WRITTEN EXERCISE.
Copy each of the following items word for word.

EXTRACTED MATERIAL.
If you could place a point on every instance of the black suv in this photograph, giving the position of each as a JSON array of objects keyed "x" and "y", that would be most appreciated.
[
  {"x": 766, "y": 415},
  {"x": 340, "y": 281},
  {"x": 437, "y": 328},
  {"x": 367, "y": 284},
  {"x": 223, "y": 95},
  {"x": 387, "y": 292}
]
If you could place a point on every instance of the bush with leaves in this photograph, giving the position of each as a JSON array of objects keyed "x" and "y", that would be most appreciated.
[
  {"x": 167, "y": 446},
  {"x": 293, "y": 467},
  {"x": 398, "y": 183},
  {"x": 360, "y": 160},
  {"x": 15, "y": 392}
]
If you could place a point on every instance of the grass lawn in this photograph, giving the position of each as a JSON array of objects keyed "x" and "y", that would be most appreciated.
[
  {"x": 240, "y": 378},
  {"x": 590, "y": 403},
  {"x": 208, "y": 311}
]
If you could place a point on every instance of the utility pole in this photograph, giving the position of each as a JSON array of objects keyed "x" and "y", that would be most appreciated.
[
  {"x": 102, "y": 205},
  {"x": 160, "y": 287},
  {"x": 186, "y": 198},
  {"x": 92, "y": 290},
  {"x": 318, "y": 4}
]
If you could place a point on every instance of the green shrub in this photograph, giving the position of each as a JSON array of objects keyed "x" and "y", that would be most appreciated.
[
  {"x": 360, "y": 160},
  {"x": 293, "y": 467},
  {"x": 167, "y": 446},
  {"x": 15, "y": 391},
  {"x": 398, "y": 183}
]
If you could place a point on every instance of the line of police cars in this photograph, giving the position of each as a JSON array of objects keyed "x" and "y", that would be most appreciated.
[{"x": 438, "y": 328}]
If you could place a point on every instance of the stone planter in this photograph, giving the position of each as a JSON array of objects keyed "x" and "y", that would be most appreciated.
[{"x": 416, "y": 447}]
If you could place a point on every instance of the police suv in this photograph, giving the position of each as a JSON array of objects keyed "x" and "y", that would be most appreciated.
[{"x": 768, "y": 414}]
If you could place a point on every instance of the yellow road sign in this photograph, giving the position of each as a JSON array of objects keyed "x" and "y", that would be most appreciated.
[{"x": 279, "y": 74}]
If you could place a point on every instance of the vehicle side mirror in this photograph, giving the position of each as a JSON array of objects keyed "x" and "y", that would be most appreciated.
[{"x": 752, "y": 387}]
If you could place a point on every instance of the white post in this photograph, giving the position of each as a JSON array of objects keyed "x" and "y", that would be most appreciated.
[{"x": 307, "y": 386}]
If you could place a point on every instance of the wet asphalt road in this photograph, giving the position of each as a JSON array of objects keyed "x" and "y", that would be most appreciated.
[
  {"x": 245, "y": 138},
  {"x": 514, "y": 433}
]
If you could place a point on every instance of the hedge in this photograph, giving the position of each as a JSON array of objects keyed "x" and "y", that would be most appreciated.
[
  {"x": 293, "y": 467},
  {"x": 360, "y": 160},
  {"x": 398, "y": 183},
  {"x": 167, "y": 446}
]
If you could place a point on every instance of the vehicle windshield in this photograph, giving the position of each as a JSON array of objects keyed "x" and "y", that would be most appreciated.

RESULT OF THIS EXERCISE.
If you could place a point on every instance of the black suv in this photograph, giving the position of each as a JSON array of objects keyed "x" and "y", that would be most appreciated.
[
  {"x": 766, "y": 415},
  {"x": 340, "y": 281},
  {"x": 437, "y": 328},
  {"x": 367, "y": 284},
  {"x": 223, "y": 95},
  {"x": 387, "y": 292}
]
If you could place a point on every instance of the bush with leaves in this photograph, giving the position of each as a JSON array of objects keyed "x" and "y", that would be most appreciated.
[
  {"x": 167, "y": 446},
  {"x": 293, "y": 467},
  {"x": 398, "y": 183},
  {"x": 360, "y": 160},
  {"x": 15, "y": 392}
]
If you could place a point on every instance of the grass lawn in this photograph, giving the position of each as a JSON array of objects keyed "x" and "y", that would be most appreciated.
[
  {"x": 240, "y": 378},
  {"x": 590, "y": 403},
  {"x": 208, "y": 311}
]
If you could place a point on every instance of the utility pole in this photograph, giving the position of each as a JSON array of objects keyed "x" and "y", that would be most appreciated.
[
  {"x": 102, "y": 205},
  {"x": 160, "y": 287},
  {"x": 186, "y": 198},
  {"x": 92, "y": 290},
  {"x": 318, "y": 4}
]
If you could place a point on every instance of the green shrub in this photograph, giving the position of each as a JSON array of objects keyed "x" and "y", that would be most appreciated.
[
  {"x": 360, "y": 160},
  {"x": 293, "y": 467},
  {"x": 167, "y": 446},
  {"x": 15, "y": 391},
  {"x": 398, "y": 183}
]
If you could place a point on every instance of the line of police cars in this photograph, giving the position of each as a JSON array of objects keyed "x" and "y", that would be most appreciated.
[{"x": 438, "y": 328}]
If you could place a point on every instance of the stone planter in this photograph, giving the position of each as a JSON array of objects keyed "x" and "y", that would be most appreciated.
[{"x": 416, "y": 447}]
If you could place a point on every instance of the police suv in this photograph, giving the position of each as a JSON array of objects keyed "x" and "y", that would be most appreciated.
[{"x": 768, "y": 414}]
If you could place a point on every instance of the yellow road sign in this photograph, giving the position of each as a JSON array of objects keyed "x" and "y", that would be most appreciated.
[{"x": 279, "y": 74}]
If you could place a point on every instance of the vehicle side mirror in this photograph, giving the position of each as a JSON array of objects keyed "x" and "y", that would be most appreciated.
[{"x": 752, "y": 387}]
If you could place a point on every instance of the white post in this photograph, giving the position of each as a JSON array of objects keyed "x" and "y", that would be most appreciated.
[{"x": 307, "y": 386}]
If you could place a point on every instance of the wet asphalt road in this photograph, giving the position of each as a JSON array of objects keyed "x" and "y", that would be most appreciated.
[
  {"x": 245, "y": 138},
  {"x": 514, "y": 433}
]
If you could place a point on every instance of the hedge in this photograph, giving the position of each as a JSON array of objects keyed "x" and "y", that would be most appreciated.
[
  {"x": 293, "y": 467},
  {"x": 360, "y": 160},
  {"x": 398, "y": 183},
  {"x": 167, "y": 446}
]
If you could place a point on every instance of the vehicle windshield in this photograph, giving the position of each as a JSON array of objects keyed "x" and "y", that would be most appreciated.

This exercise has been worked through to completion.